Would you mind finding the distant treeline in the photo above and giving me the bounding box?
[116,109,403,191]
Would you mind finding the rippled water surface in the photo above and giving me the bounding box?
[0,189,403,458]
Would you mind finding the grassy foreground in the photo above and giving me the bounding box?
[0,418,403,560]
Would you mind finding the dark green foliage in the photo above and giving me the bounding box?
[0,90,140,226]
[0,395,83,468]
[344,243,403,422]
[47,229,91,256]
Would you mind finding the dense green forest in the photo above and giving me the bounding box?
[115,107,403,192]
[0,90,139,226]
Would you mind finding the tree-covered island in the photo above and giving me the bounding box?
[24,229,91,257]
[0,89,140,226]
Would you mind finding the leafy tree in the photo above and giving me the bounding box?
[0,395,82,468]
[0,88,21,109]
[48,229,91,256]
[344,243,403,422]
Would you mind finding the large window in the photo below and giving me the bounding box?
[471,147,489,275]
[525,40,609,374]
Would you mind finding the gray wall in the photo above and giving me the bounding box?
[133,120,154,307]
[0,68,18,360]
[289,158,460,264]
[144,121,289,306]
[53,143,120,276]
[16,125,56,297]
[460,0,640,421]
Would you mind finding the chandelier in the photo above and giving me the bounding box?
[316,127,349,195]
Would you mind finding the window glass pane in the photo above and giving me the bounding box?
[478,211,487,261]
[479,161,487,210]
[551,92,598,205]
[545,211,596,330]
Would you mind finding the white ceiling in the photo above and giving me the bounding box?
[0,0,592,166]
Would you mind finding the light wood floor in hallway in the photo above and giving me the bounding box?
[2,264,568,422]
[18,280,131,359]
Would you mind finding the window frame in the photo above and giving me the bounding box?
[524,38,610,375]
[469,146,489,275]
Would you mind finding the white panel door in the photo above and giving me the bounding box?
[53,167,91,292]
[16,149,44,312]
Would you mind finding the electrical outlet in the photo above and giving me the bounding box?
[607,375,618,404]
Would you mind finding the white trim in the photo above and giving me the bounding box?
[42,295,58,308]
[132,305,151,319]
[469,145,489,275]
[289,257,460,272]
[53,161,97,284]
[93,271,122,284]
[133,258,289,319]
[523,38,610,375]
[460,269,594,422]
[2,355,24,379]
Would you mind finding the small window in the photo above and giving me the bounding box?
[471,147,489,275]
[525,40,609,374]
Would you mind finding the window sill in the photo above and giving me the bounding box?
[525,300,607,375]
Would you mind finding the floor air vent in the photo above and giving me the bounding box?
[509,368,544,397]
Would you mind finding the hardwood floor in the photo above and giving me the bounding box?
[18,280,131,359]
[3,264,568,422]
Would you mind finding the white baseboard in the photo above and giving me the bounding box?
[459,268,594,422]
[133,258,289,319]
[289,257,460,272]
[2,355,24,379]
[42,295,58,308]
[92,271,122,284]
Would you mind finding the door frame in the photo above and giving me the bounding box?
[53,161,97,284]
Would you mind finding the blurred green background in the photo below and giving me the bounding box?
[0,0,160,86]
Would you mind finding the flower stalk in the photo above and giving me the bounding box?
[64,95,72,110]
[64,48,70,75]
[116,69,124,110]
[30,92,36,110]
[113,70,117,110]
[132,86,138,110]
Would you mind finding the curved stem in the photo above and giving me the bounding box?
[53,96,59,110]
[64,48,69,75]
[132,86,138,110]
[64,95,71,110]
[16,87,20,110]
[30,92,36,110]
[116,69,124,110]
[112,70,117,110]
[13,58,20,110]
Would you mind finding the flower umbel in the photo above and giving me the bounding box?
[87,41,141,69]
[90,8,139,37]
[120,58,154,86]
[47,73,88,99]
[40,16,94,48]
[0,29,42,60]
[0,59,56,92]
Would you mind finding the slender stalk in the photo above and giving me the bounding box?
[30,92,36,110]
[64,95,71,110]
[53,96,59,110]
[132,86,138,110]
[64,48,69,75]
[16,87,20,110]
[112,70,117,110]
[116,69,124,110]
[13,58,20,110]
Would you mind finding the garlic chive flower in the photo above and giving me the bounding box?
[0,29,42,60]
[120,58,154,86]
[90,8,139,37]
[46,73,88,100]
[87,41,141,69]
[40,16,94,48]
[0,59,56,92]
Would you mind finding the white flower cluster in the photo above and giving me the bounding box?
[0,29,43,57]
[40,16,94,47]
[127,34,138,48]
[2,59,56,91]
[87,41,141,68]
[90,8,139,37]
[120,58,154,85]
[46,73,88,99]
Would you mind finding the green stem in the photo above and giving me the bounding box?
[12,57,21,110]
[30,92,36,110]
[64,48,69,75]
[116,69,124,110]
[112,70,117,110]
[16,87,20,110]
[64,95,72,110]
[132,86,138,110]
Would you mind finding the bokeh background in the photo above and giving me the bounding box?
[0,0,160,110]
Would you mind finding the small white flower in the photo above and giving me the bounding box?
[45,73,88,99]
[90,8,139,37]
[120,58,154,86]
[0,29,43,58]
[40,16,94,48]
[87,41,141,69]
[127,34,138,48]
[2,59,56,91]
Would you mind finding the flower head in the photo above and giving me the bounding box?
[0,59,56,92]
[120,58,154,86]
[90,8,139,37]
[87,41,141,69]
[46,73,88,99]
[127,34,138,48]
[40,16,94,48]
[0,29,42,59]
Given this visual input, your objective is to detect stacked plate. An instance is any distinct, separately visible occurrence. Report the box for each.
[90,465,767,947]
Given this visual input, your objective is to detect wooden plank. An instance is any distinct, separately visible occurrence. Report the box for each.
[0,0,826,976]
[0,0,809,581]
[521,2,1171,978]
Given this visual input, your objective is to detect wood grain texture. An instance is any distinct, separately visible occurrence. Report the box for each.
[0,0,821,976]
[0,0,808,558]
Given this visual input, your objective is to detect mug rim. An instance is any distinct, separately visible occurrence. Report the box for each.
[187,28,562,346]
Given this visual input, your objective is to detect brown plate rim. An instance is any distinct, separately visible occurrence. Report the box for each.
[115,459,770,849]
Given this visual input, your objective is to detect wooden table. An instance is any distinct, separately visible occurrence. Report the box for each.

What the task requires. Can you rescale the entries between the line holding "Would you mind finding the flower head" and the line holding "[90,465,767,947]", inclusive, and give only those lines? Repeat every line, requests included, and multiply each bounding-box coordinate in the answers by 1.55, rounding to whole numbers with halves going up.

Full response.
Would you mind finding the flower head in the photo above and giving me the bounding box?
[0,91,87,143]
[186,90,239,133]
[140,12,215,57]
[135,64,219,107]
[71,113,136,153]
[197,53,214,74]
[62,25,146,74]
[0,45,65,91]
Given this visual input, your objective is to detect stacked plate. An instance is any distinct, separately visible occurrence. Report the box for each.
[140,721,1189,1468]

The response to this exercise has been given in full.